──────── TASK DATA ────────
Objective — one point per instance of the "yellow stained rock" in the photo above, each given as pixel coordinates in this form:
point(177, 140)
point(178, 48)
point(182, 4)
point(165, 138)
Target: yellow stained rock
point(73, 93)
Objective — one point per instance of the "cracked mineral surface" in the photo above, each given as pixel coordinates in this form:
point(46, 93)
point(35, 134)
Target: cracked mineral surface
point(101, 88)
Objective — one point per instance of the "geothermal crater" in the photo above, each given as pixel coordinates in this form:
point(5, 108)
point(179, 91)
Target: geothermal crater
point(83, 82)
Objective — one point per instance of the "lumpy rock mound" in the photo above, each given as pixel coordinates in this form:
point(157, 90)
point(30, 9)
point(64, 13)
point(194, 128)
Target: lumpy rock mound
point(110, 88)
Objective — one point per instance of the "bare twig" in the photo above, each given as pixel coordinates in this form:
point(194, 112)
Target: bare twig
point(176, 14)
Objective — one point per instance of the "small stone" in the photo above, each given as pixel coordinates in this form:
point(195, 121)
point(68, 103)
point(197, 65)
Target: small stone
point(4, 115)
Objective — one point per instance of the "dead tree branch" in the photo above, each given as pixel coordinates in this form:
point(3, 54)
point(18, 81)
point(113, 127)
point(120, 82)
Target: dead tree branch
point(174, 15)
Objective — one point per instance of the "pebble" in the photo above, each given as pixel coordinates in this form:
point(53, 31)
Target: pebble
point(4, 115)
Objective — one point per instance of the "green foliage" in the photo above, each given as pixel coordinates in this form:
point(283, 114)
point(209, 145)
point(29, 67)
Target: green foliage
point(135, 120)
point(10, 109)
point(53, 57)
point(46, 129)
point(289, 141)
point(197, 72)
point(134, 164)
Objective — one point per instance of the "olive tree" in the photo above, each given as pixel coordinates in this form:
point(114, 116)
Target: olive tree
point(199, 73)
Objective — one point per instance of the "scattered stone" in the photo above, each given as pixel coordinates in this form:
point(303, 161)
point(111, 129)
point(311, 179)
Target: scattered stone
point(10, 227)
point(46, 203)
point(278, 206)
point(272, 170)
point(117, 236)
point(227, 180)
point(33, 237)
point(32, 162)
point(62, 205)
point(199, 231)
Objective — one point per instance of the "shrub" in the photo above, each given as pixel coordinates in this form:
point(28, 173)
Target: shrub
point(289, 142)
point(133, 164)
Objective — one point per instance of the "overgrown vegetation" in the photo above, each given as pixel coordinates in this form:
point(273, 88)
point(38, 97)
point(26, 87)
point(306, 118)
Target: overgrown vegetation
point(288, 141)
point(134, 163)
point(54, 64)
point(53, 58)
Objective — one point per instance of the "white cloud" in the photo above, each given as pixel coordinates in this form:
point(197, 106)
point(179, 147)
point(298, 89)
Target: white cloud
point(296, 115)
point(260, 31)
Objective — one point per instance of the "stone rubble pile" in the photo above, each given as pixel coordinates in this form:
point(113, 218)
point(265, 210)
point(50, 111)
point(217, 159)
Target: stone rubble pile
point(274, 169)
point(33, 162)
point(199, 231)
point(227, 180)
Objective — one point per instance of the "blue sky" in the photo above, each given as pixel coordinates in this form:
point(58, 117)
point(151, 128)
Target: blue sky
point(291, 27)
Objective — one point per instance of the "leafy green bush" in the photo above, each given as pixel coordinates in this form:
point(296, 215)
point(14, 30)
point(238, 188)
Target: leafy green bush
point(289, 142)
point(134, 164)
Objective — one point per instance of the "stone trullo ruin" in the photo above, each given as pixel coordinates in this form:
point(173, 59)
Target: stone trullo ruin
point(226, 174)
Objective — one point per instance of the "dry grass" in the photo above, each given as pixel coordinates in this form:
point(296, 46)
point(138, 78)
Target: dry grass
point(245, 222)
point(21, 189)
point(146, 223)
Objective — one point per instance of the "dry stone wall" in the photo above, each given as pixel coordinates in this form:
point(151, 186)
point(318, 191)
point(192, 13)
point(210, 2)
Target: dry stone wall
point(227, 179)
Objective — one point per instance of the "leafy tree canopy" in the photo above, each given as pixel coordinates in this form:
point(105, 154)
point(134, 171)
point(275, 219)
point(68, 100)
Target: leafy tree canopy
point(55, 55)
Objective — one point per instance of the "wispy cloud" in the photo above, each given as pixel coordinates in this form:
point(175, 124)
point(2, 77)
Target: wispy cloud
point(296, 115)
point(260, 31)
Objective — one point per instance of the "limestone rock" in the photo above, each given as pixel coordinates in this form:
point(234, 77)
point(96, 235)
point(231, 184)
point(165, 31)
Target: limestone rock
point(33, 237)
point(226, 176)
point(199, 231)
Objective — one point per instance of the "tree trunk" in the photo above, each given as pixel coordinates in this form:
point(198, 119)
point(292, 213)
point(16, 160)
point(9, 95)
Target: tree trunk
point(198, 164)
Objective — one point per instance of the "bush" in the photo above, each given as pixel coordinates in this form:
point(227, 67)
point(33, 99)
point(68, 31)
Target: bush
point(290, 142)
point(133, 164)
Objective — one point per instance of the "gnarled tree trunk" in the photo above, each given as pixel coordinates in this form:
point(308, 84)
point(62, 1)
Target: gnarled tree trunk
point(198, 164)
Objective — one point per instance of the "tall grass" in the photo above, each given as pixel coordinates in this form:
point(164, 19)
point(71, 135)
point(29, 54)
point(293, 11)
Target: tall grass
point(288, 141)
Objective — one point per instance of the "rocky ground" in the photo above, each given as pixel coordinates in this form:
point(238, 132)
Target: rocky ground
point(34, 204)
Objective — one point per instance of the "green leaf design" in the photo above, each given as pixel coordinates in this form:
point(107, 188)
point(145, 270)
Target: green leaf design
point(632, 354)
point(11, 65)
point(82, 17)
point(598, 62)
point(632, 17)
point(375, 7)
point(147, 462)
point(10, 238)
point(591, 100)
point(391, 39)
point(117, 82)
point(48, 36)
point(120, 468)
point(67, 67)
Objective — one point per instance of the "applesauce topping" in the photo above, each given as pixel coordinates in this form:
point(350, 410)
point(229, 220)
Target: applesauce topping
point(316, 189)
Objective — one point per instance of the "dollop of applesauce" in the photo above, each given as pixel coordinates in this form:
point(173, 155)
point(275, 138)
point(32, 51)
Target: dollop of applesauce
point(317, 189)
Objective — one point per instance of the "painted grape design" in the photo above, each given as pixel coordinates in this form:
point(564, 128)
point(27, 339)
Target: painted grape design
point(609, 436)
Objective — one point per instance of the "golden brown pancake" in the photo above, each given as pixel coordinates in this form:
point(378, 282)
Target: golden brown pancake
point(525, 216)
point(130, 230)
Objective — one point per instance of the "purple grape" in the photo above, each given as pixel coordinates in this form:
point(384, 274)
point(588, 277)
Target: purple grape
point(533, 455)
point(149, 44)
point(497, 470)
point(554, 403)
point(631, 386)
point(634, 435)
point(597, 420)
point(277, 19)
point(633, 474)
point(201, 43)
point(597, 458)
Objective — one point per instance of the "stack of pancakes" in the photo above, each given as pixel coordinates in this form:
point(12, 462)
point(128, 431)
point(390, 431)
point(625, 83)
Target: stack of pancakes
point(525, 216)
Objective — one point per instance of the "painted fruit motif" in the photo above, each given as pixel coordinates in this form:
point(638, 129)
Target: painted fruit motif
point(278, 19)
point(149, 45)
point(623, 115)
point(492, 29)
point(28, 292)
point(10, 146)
────────
(EXERCISE AIM): The output must reproduce the whole listing without a single change.

(RESULT OF THE EXERCISE):
Objective — one point per instance of the "yellow stained rock" in the photo above, each given as pixel coordinates in this form:
point(177, 140)
point(178, 48)
point(182, 4)
point(165, 138)
Target: yellow stained rock
point(73, 93)
Objective — one point per instance of the "cracked mineral surface" in the photo above, each given as pixel coordinates in this form:
point(46, 93)
point(35, 134)
Target: cracked mineral surface
point(101, 88)
Objective — one point per instance of the "geothermal crater" in the photo above, each given as pixel coordinates in this form:
point(5, 108)
point(179, 91)
Target: geothermal crater
point(83, 82)
Objective — one point per instance of the "lumpy rock mound" in the photo above, each given as pixel coordinates in this form:
point(157, 90)
point(30, 9)
point(64, 13)
point(194, 128)
Target: lumpy rock mound
point(110, 88)
Objective — one point per instance of the "bare twig" in the photo above, each given as pixel coordinates in this form:
point(194, 112)
Target: bare twig
point(176, 14)
Objective — one point per instance of the "small stone" in the photo above, each given as pixel coordinates in this form:
point(195, 121)
point(68, 103)
point(197, 65)
Target: small stone
point(4, 115)
Objective — one point per instance of the "dead tree branch" in the photo above, each given as pixel coordinates in this form:
point(3, 54)
point(18, 81)
point(113, 127)
point(120, 82)
Target: dead tree branch
point(174, 15)
Objective — one point per instance of the "pebble" in the photo above, each given as pixel coordinates in this form:
point(53, 31)
Target: pebble
point(4, 115)
Objective — one point per instance of the "green foliage" in the photo above, each given as pixel coordinates in this form:
point(283, 114)
point(209, 145)
point(29, 67)
Target: green foliage
point(135, 120)
point(10, 109)
point(53, 57)
point(46, 129)
point(289, 141)
point(197, 72)
point(134, 164)
Objective — one point per instance of the "olive tree" in the photo above, each given as pixel coordinates in this form:
point(114, 116)
Target: olive tree
point(199, 73)
Objective — one point per instance of the "scattered stone" in the photo above, each given as pixel coordinates in this form:
point(303, 161)
point(111, 129)
point(311, 179)
Target: scattered stone
point(10, 227)
point(46, 203)
point(278, 206)
point(272, 170)
point(117, 236)
point(227, 180)
point(33, 237)
point(32, 162)
point(62, 205)
point(199, 231)
Objective — one point per instance of the "shrub" in the photo above, each given as pixel coordinates in this form:
point(28, 173)
Target: shrub
point(289, 142)
point(133, 164)
Objective — one point per instance of the "overgrown vegetation" in the photo above, each given as pixel coordinates in this form:
point(273, 88)
point(38, 97)
point(26, 87)
point(306, 118)
Target: overgrown vegetation
point(288, 141)
point(134, 163)
point(54, 64)
point(53, 58)
Objective — one point per instance of the "white cloud" in the photo above, each given as pixel coordinates in this form:
point(197, 106)
point(179, 147)
point(298, 89)
Target: white cloud
point(296, 115)
point(260, 31)
Objective — one point per instance of the "stone rubble pile" in the photo above, each given as pixel coordinates in this form:
point(113, 218)
point(265, 210)
point(50, 111)
point(217, 159)
Target: stone rubble pile
point(274, 169)
point(33, 162)
point(199, 231)
point(227, 180)
Objective — one point per instance of the "blue sky" in the photo above, each given as pixel coordinates in this form:
point(58, 117)
point(151, 128)
Target: blue sky
point(291, 27)
Objective — one point per instance of the "leafy green bush" in the photo above, each given as pixel coordinates in this form:
point(296, 215)
point(14, 30)
point(238, 188)
Target: leafy green bush
point(289, 142)
point(134, 164)
Objective — one point per instance of the "stone trullo ruin" in the photo above, each given as pixel coordinates in this form:
point(173, 59)
Target: stone trullo ruin
point(226, 174)
Objective — one point per instance of the "dry grass" in the photo above, each given as pixel coordinates in this form:
point(296, 46)
point(138, 78)
Target: dry grass
point(245, 222)
point(21, 189)
point(146, 223)
Objective — one point per instance of the "dry stone wall" in the photo above, each given as pixel coordinates in this form:
point(151, 186)
point(318, 191)
point(192, 13)
point(210, 2)
Target: dry stone wall
point(227, 179)
Objective — one point per instance of the "leafy tree canopy" in the photo above, each given as pixel coordinates in this form:
point(105, 154)
point(134, 171)
point(275, 219)
point(68, 100)
Target: leafy tree canopy
point(55, 55)
Objective — one point per instance of the "wispy cloud" in the photo above, each given as pixel coordinates in this form:
point(175, 124)
point(2, 77)
Target: wispy cloud
point(296, 115)
point(260, 31)
Objective — one point per instance of the "limestone rock" in the photo above, each given as pixel coordinates in this form:
point(234, 77)
point(96, 235)
point(231, 184)
point(165, 31)
Target: limestone rock
point(33, 237)
point(226, 176)
point(199, 231)
Objective — one point per instance of the "tree trunk" in the photo above, each given as pixel coordinates in this form:
point(198, 119)
point(292, 213)
point(16, 160)
point(9, 95)
Target: tree trunk
point(198, 164)
Objective — one point per instance of the "bush" in the photo above, each given as pixel coordinates in this form:
point(227, 67)
point(33, 99)
point(68, 31)
Target: bush
point(290, 142)
point(133, 164)
Objective — one point per instance of the "gnarled tree trunk" in the photo above, each given as pixel coordinates in this form:
point(308, 84)
point(62, 1)
Target: gnarled tree trunk
point(198, 164)
Objective — one point per instance of the "tall grass" in the photo above, each given as pixel coordinates in this form:
point(164, 19)
point(71, 135)
point(29, 54)
point(293, 11)
Target: tall grass
point(288, 141)
Objective — one point per instance of the "rocky ground" in the photo above, each given as pixel coordinates in this form:
point(238, 132)
Target: rocky ground
point(34, 204)
Objective — one point per instance of the "green leaf design" in the photo above, each given as pixel coordinates in this form:
point(107, 188)
point(145, 270)
Target: green leaf design
point(632, 354)
point(11, 65)
point(82, 17)
point(598, 62)
point(632, 17)
point(375, 7)
point(147, 462)
point(10, 238)
point(591, 100)
point(391, 39)
point(117, 82)
point(48, 36)
point(120, 468)
point(67, 67)
Objective — one point per instance of the "applesauce topping" in the photo above, each given as pixel coordinates in this form:
point(350, 410)
point(229, 220)
Target: applesauce topping
point(316, 189)
Objective — one point per instance of the "dollop of applesauce" in the photo above, each given as pixel coordinates in this form:
point(173, 155)
point(275, 138)
point(32, 51)
Target: dollop of applesauce
point(317, 189)
Objective — one point per instance of the "painted grape design" in the photo above, each given as pixel coordinates in this form:
point(564, 128)
point(27, 339)
Target: painted grape design
point(609, 436)
Objective — one point per instance of the "golden brown pancake" in the photo above, each given as pixel coordinates in this form:
point(378, 282)
Target: golden brown pancake
point(525, 216)
point(130, 230)
Objective — one point per instance of the "purple grape" in the photo above, each given as pixel coordinates in this form:
point(384, 274)
point(588, 277)
Target: purple grape
point(533, 455)
point(149, 44)
point(497, 470)
point(554, 403)
point(631, 386)
point(634, 435)
point(597, 420)
point(277, 19)
point(633, 474)
point(201, 43)
point(597, 458)
Objective — one point per instance of the "stack of pancakes" in the photo above, each given as pixel coordinates in this form:
point(12, 462)
point(128, 431)
point(390, 431)
point(625, 83)
Target: stack of pancakes
point(525, 216)
Objective — one point per instance of the "painted fruit motif" in the photo above, each given as pixel coordinates in this form:
point(638, 129)
Target: painted fruit motif
point(278, 19)
point(149, 45)
point(623, 115)
point(492, 29)
point(28, 292)
point(10, 146)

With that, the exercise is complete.